**Task statement**
Wherever a picture appears in the data below, omit it, and restate everything else word for word.

Data Start Marker

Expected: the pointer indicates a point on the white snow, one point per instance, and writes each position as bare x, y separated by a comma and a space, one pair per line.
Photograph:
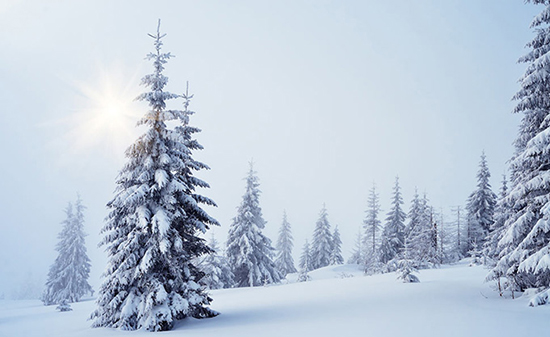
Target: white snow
450, 301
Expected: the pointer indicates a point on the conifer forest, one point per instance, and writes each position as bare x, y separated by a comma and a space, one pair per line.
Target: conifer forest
282, 168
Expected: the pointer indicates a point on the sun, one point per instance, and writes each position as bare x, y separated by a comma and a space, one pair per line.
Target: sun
106, 113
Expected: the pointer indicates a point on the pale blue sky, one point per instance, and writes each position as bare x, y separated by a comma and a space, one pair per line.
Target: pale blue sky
326, 96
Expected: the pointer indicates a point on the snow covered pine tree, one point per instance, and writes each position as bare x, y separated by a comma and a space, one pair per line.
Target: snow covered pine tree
218, 275
151, 232
525, 245
393, 235
249, 252
284, 260
371, 225
321, 247
68, 276
481, 207
336, 252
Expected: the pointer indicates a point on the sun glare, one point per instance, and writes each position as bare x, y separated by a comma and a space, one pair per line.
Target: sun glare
107, 115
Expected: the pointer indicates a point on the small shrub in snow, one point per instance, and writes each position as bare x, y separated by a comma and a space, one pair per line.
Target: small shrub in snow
539, 299
64, 306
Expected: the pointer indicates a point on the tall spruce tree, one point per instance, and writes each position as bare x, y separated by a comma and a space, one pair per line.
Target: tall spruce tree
152, 230
357, 255
321, 246
284, 260
420, 232
68, 276
480, 207
524, 249
336, 253
502, 213
305, 258
249, 252
371, 225
393, 235
218, 275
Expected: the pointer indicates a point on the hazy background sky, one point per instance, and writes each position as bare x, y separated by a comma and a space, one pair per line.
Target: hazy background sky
327, 97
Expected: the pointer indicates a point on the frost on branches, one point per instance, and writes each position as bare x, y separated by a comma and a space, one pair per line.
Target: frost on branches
371, 225
68, 276
217, 272
305, 263
524, 257
393, 235
152, 231
336, 253
481, 208
284, 260
249, 252
321, 247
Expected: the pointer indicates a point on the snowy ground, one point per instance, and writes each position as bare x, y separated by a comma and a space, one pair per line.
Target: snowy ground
451, 301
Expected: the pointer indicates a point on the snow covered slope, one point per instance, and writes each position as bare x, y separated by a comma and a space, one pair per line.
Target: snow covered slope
451, 301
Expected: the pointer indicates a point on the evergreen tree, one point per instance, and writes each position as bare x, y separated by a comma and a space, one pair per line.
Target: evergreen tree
422, 233
305, 258
68, 276
406, 266
249, 252
393, 235
524, 246
284, 260
458, 249
217, 272
321, 247
480, 207
152, 230
336, 253
357, 256
502, 213
371, 225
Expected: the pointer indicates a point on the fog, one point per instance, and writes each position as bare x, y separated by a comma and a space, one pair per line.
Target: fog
326, 97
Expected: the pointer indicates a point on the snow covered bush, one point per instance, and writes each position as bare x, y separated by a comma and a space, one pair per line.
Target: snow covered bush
64, 306
249, 252
68, 276
284, 260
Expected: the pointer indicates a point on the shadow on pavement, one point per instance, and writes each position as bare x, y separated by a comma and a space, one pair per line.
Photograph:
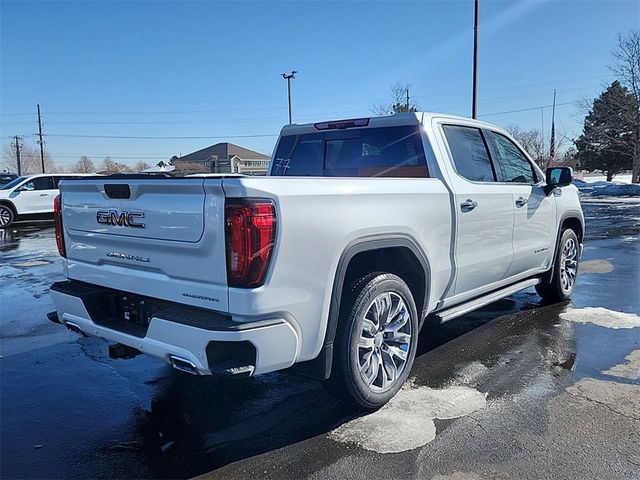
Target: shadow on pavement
196, 425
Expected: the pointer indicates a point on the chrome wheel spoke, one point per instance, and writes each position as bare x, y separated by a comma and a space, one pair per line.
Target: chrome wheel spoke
389, 370
366, 343
369, 327
397, 352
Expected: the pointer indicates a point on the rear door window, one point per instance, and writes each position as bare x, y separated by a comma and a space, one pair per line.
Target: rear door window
364, 152
469, 152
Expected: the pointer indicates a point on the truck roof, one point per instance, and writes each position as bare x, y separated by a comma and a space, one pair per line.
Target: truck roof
410, 118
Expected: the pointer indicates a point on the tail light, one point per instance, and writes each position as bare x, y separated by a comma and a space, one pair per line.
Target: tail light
250, 236
57, 215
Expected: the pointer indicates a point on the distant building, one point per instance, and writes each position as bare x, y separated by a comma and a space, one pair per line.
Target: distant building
224, 158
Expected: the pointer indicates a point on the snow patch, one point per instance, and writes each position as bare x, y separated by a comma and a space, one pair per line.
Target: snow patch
607, 189
406, 422
602, 317
630, 369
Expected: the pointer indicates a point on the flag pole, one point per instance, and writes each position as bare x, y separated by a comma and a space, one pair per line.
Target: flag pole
552, 149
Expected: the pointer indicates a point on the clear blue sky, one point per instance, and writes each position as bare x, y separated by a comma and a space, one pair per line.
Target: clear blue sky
212, 69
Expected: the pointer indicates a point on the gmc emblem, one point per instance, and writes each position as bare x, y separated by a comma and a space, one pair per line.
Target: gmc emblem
120, 219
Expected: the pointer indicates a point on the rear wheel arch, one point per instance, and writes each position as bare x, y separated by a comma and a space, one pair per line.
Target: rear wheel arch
8, 217
9, 204
570, 220
397, 254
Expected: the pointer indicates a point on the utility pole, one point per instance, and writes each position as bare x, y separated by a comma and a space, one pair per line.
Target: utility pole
41, 142
288, 78
17, 146
474, 104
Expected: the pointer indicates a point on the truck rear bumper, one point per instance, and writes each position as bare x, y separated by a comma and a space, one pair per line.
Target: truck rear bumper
205, 341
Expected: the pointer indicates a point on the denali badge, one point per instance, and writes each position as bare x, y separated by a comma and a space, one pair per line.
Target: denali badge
121, 219
126, 256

Data End Marker

**Response below**
Expected: the pointer indicates a point on the white snow, one point per instance, and writes each position as bare x, y separated by a comma and a space, one pair per line.
Photograph:
Target: white snow
450, 301
Expected: the pointer indicates a point on the conifer forest, one point per instance, and writes each position as bare x, y separated by a comma and a space, one pair per line.
Target: conifer forest
282, 168
Expected: the pointer indicates a point on the sun, one point per instance, and writes each position as bare x, y separated by a comma and a space, one pair per line.
Target: sun
106, 113
Expected: the pointer indicates a point on the pale blue sky, one point per instance, and writes each position as bare x, y separated by a comma and a space, one pair per line.
Target: pale blue sky
326, 96
Expected: the pointer indicates a point on the snow covered pine tree, one point per instance, and writes each position as bare x, y separated by a comma and a space, one pair per line.
Target: snow covered pine tree
218, 275
151, 232
525, 245
393, 235
249, 252
284, 260
371, 225
321, 247
68, 276
481, 207
336, 252
Expected: the pointer indicates a point on the sun glare, one point per instance, and writes each position as bare x, y separated by a comma and a space, one pair per line.
Target: sun glare
107, 115
Expected: the pointer indicates a point on the small shrub in snow, one point per instance, and writes each position as bare x, y separated by a comma and a space, one pair per line.
Target: small shrub in snow
539, 299
64, 306
Expected: the pointer indicates a point on the tall spruce tree, one point per instance, and writes each position as bare x, y separated by a comma and a space, one pair per line.
Target: tall spruce tree
152, 230
357, 255
321, 246
284, 260
420, 232
68, 276
480, 207
524, 249
336, 253
502, 213
305, 258
249, 252
371, 225
393, 235
218, 275
Expected: the pointer indicates a point on the hazy background sky, one point per instance, and writes each position as bare x, y separated by a comma and a space, one pair per line.
Target: hazy background sky
327, 97
Expected: the pointer indicates a point on the frost on branches, one point per instance, and writes each position as bare x, y separated by a comma and a space, one pair per line.
Target: frost on branches
371, 225
68, 276
217, 272
305, 263
524, 257
393, 235
152, 231
336, 253
481, 208
284, 260
249, 252
321, 247
Expected: the pointer indicates a point on the snowy ground, one point per instance, and writes each position as bare x, y separated by a comma and a space, one pair per line.
Target: snowy ground
451, 301
Expected: the pointer indicates a point on the snow covered slope, one point per instance, and writes each position as bare x, y separated by a comma and a space, one pair per line.
Target: snow covered slope
451, 301
Expected: the pointer indicates a point on the evergreen tree, one point per instance, and writes each position as bare x, y separated by a comma and a space, one pair per line.
Target: evergreen tree
422, 233
305, 258
68, 276
406, 266
249, 252
393, 235
524, 246
284, 260
458, 249
217, 272
321, 247
480, 207
152, 230
336, 253
357, 256
502, 213
371, 225
Expected: the pointer indicates a point on the fog, one point per instance, and writes each position as bare x, y separated by a comma and a space, one pair per line.
Target: fog
326, 97
Expected: the pointer indicates a point on the snow covered bush, one point per instance, and writes each position as bare x, y separated by a comma and a space, one pair per line.
Target: snow covered bush
64, 306
249, 252
68, 276
284, 260
Expected: the pointer indicates a point on the shadow on pavement, one point per instance, and writes each position as bare x, y separated by a comma and a space, one pair per line.
Photograph:
Target: shadow on pavement
196, 425
Expected: the pointer indicates a point on the chrome wheel spoke, one point per instance, and writes each position as bare x, y separated by a comma and a space, one pair per line.
Target: chrome wheel spoke
389, 370
366, 343
369, 327
397, 352
Expected: the pointer indicates a point on the rear door window, one point per instance, and writes each position as bare x, y separated by a comma and a space, one pair per line.
Target: rear door window
364, 152
469, 152
Expected: the pointer indicates a point on the truck roof, one point per instance, and writes each position as bare x, y separated by a comma and a space, one pair per line.
Target: truck roof
410, 118
Expected: the pointer indicates a point on the tail light, one point per instance, and writes each position as bare x, y separated by a comma and a space, one pair per line.
Target: tail light
250, 236
57, 215
Expected: the pointer indicates a point on the distant building, one point per instance, and writes each position as bare x, y separated by a comma and a space, one pair per line.
Target: distant building
224, 158
Expected: the pointer indicates a point on the snow patch, one point per instance, and writes each position as bare x, y separated by a comma and a space, one pair per line.
Target: snow patch
607, 189
406, 422
602, 317
630, 369
Expected: the pointer indicates a point on the flag pole, one point per instance, and writes each position as bare x, y separated by a comma and a space, one pair per line.
Target: flag pole
552, 149
Expected: the pointer indicates a point on the clear blue sky, one point per instance, and writes each position as bare x, y separated by a comma and a space, one pair per line.
Target: clear blue sky
212, 69
Expected: the pointer indicates a point on the gmc emblem, one point per instance, and writes each position as bare x, y separated by a comma and a space, one pair per line.
Target: gmc emblem
120, 219
Expected: the pointer indicates a point on the rear wheel arch, one point per instance, and writes each position as bare x, y separated by a comma and a space, one pair per line.
Target: rear wheel arch
8, 217
9, 204
570, 220
397, 254
Expected: the pointer indicates a point on the utility pole, one point per instance, and writes each position as bare x, y separated by a comma and a space, one pair per line.
Target: utility pole
41, 142
288, 78
17, 146
474, 104
Expected: the pointer indicates a point on the truck rear bumper, one point per instance, and writes each position as bare x, y separated by a comma and a space, one pair per line.
Target: truck rear bumper
205, 341
Expected: the pointer indicates a point on the denali badge, one point per instance, and writes each position as bare x, y separated by a comma and a space, one pair per line.
Target: denali badge
121, 219
126, 256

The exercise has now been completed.